[BEGIN]
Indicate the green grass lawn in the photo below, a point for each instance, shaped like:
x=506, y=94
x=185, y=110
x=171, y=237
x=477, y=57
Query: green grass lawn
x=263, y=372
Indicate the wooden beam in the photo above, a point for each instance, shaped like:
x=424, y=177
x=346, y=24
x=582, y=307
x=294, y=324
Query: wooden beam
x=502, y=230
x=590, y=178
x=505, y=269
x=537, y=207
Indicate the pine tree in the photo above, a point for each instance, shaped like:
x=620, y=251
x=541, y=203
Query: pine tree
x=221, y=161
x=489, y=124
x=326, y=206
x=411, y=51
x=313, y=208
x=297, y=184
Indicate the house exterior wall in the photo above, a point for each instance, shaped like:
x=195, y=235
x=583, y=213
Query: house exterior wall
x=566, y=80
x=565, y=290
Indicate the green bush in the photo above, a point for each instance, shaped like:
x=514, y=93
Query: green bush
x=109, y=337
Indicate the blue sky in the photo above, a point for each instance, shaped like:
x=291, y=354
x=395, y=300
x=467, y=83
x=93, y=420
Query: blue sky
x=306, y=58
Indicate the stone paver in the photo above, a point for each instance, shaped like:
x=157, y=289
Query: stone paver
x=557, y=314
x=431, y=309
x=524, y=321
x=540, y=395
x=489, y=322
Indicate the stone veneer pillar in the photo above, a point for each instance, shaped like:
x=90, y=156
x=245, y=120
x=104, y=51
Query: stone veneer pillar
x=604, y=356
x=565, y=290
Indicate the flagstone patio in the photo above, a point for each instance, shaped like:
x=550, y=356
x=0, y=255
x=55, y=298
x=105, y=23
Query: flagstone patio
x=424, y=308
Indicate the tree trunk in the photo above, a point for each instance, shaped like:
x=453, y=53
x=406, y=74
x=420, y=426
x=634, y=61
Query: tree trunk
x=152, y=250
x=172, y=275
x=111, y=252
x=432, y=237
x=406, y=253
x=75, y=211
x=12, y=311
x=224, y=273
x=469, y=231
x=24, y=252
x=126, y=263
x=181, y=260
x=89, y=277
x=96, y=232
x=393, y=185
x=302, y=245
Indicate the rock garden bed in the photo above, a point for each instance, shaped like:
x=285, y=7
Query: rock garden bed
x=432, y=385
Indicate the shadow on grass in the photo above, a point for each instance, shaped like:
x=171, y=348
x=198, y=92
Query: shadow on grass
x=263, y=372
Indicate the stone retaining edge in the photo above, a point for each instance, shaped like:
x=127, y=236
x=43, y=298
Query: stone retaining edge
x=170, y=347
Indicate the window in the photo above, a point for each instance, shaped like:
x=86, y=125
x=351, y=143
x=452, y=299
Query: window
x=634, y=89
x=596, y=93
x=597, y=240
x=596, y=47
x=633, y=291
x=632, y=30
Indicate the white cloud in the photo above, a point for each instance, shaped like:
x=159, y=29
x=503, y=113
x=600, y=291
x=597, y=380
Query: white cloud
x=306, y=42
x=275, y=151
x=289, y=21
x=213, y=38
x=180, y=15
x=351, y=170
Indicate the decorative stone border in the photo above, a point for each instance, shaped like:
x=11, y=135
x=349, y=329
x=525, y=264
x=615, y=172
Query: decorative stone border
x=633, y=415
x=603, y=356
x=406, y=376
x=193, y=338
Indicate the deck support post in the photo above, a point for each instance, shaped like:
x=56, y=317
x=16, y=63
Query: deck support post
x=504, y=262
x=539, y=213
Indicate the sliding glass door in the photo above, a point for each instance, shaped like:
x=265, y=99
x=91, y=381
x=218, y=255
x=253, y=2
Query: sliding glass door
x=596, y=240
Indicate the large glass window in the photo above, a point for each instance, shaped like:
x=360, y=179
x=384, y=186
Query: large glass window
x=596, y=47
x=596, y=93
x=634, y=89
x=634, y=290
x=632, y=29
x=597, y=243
[END]
= WRITTEN PROBLEM =
Rewrite the lines beginning at the one that has "Indicate the pine" and stopping after the one that has "x=109, y=337", both included. Copy the requests and their format samples unchanged, but multiply every answer coordinate by 0.2 and round it to a whole number, with halves rounded up.

= SOLUTION TO THE PROBLEM =
Indicate the pine tree in the photo above, a point for each instance, shaped like:
x=620, y=251
x=541, y=203
Query: pine tree
x=44, y=32
x=98, y=25
x=65, y=41
x=82, y=10
x=63, y=42
x=59, y=37
Indicate the house exterior wall in the photo above, a point for each instance, shaped like:
x=195, y=235
x=583, y=213
Query: house exterior wall
x=113, y=16
x=113, y=58
Indicate the green bush in the photo above, a point for each instance, shaped like:
x=514, y=93
Query: green bush
x=22, y=67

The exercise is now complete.